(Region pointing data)

"""

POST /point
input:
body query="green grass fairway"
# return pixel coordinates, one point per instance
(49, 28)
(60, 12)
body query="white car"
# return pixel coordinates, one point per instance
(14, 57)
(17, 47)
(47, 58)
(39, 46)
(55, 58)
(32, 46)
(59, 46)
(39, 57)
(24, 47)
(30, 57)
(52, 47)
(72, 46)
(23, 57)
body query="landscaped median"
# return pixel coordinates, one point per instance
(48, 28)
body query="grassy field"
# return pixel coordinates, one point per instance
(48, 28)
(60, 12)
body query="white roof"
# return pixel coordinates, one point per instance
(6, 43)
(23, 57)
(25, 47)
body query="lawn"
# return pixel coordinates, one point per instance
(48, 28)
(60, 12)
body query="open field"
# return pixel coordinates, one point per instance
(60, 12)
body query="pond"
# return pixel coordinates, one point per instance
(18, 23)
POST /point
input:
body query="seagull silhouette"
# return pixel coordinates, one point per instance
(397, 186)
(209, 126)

"""

### TASK DESCRIPTION
Including any blank lines, repeat the data exactly.

### EXERCISE SOLUTION
POST /point
input:
body query="green grass fairway"
# return pixel coordinates, one point per instance
(49, 28)
(60, 12)
body query="white car"
# return pixel coordinates, one point per instance
(14, 57)
(17, 47)
(47, 58)
(39, 46)
(55, 58)
(32, 46)
(59, 46)
(39, 57)
(24, 47)
(30, 57)
(52, 47)
(72, 46)
(23, 57)
body query="landscaped median"
# return pixel coordinates, one point per instance
(48, 28)
body query="grassy field"
# return pixel coordinates, one point per instance
(48, 28)
(60, 12)
body query="white roof"
# return pixel coordinates, one point per instance
(6, 43)
(23, 57)
(25, 47)
body query="lawn"
# return pixel coordinates, one point per instance
(48, 28)
(60, 12)
body query="open field"
# return pixel coordinates, one point per instance
(60, 12)
body query="pond"
# return pixel coordinates, one point per instance
(18, 23)
POST /point
input:
body query="seagull silhouette"
# return pixel coordinates, one point per instance
(397, 186)
(209, 126)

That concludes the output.